### SOURCE TEXT
————————

I’ll admit it: I’m all about the fiction. I mean, I exist, in reality (as far as I can tell), but I really don’t get what’s so great about real people. I prefer fictional constructs. I would much rather be sharing a packet of crisps down the pub with Daisy from Spaced than I would share breathing space with any of those twats from Made in Chelsea. I’m like Abed from Community. I’d rather be hanging out in the Dreamatorium with Inspector Spacetime.
Maybe this is because I’m a writer, and often my daily tasks include stealing all my favourite personality traits from real people, and applying them to fictional ones. Have you ever had a crush on a character of your own creation before? It’s a little narcissistic, I can tell you.

————————

### WORK INSTRUCTION
Carry on the piece about preferring fictional characters to real people, picking up right after its last sentence.

### AVAILABLE DATA
————————

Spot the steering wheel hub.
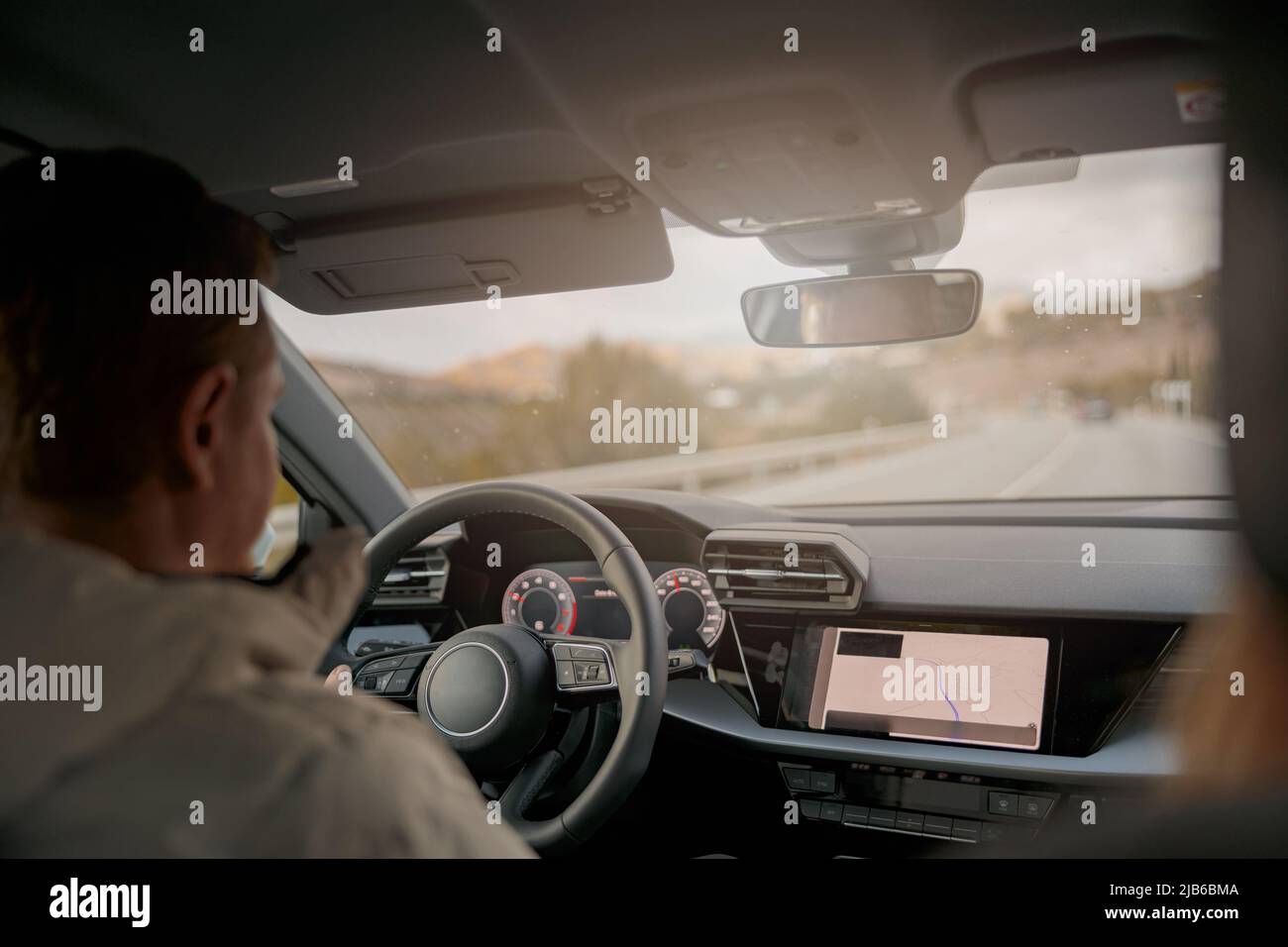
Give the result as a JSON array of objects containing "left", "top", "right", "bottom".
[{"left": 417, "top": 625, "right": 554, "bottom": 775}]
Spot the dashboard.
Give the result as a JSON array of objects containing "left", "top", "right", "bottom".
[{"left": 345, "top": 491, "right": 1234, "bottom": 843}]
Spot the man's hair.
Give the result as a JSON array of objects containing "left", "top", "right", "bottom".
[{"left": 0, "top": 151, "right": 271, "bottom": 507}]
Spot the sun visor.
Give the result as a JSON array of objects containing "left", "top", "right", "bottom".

————————

### ANSWER
So imagine my horror when every time I enter the living room, a member of my family is watching something about real people. And you know the problem with real people, (besides the fact that they never travel by phonebox or mysteriously appear alive after jumping off a building), is that they bitch and whine about everything.
The Apprentice should be renamed ‘I’m a Backstabbing Bitch who Undermines Others for Money, but it’s Okay Because I’m Ambitious’. Not so catchy, but much more truthful. Big Brother (which will be returning far too soon for my liking- seeing as I thought it should be relegated to the toxic waste dump of television, along with everything else on Channel 5) should clearly be called ‘Non-Important People Hate Other Non-Important People for Thinking They’re More Important.’
No-one cares that you have a lower back tattoo and call yourself Bunny. No-one cares that you got three girls names tattooed on your arse and your personal signifier is having stupid hair. No-one cares that you’re Irish and can’t sing. NO-ONE CARES.
Except, here’s the problem- people DO care. Who these people are, I don’t know. I assume they have brain matter dribbling from their ears, and merely require the squawking and screaming these shows afford them in order to interact with the nice television box.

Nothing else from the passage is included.